Excerpted records START

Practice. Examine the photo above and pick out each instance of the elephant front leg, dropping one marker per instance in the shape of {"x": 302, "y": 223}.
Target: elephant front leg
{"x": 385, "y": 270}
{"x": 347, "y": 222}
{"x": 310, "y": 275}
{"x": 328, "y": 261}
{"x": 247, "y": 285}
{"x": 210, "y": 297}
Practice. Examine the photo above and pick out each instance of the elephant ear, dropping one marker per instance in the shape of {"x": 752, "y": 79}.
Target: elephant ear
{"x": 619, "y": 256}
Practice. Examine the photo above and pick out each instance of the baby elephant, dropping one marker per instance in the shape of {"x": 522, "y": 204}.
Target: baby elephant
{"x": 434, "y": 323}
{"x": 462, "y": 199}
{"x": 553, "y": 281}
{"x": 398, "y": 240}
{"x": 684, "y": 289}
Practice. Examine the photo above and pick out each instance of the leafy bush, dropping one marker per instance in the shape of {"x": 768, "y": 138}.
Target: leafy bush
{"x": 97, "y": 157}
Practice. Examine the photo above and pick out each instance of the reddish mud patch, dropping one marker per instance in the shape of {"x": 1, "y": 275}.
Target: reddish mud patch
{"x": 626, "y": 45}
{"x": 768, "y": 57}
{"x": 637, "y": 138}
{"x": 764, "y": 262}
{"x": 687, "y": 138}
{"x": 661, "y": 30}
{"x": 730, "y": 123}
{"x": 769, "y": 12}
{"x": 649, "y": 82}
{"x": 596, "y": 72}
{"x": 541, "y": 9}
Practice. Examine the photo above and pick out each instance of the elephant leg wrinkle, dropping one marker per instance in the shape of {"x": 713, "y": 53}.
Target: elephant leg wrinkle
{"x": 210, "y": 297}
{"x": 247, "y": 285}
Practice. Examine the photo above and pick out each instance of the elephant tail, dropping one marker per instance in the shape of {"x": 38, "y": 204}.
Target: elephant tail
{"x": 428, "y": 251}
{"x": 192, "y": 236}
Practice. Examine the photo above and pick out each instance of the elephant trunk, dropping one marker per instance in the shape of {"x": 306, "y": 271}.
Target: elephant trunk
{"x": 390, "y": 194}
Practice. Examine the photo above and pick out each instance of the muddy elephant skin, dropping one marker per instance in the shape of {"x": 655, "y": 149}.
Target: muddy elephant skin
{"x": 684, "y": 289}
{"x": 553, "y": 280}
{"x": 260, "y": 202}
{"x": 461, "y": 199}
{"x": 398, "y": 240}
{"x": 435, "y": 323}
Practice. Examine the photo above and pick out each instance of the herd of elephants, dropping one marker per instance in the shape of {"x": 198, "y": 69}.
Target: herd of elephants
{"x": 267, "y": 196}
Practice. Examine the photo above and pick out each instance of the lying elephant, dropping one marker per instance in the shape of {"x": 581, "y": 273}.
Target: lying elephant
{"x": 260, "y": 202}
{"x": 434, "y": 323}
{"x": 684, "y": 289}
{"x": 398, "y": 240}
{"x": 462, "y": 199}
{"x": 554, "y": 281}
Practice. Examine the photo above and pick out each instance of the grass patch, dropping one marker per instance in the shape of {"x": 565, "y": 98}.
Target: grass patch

Excerpted records END

[The task]: Go through the records from the first line and copy each one exactly, ending after the line that contains "the elephant leg". Give nothing else.

[Solution to the problem]:
Practice. Examine the photo above and pick out each instance of the elephant front leg, dropping one marker per instance in the shape of {"x": 302, "y": 223}.
Target: elephant front leg
{"x": 385, "y": 270}
{"x": 347, "y": 222}
{"x": 310, "y": 275}
{"x": 328, "y": 261}
{"x": 247, "y": 285}
{"x": 210, "y": 297}
Practice. Examine the photo above and pick out each instance of the elephant ear, dropping one marker per instance in the shape of {"x": 752, "y": 79}.
Target: elephant ear
{"x": 619, "y": 256}
Practice. Examine the photo above and pick out each instance of the baby elephant, dropping one marker per instance in the shape of {"x": 522, "y": 204}.
Target: baby elephant
{"x": 434, "y": 323}
{"x": 462, "y": 199}
{"x": 553, "y": 281}
{"x": 398, "y": 240}
{"x": 684, "y": 289}
Practice. Examine the photo above and pick out each instance of the leafy bush, dropping one marker per instance in the shape of {"x": 768, "y": 138}.
Target: leafy bush
{"x": 97, "y": 157}
Practice. Examine the photo above and pick out each instance of the reddish mud patch, dropping one marker per instance in the shape of {"x": 1, "y": 275}.
Target: reddish mud patch
{"x": 626, "y": 45}
{"x": 768, "y": 57}
{"x": 637, "y": 138}
{"x": 764, "y": 262}
{"x": 687, "y": 138}
{"x": 661, "y": 30}
{"x": 730, "y": 123}
{"x": 769, "y": 12}
{"x": 649, "y": 82}
{"x": 596, "y": 72}
{"x": 541, "y": 9}
Practice. Examine the photo above and pick out each instance of the elephant leg wrinkle, dropping one marker per instance in the shape of {"x": 713, "y": 53}.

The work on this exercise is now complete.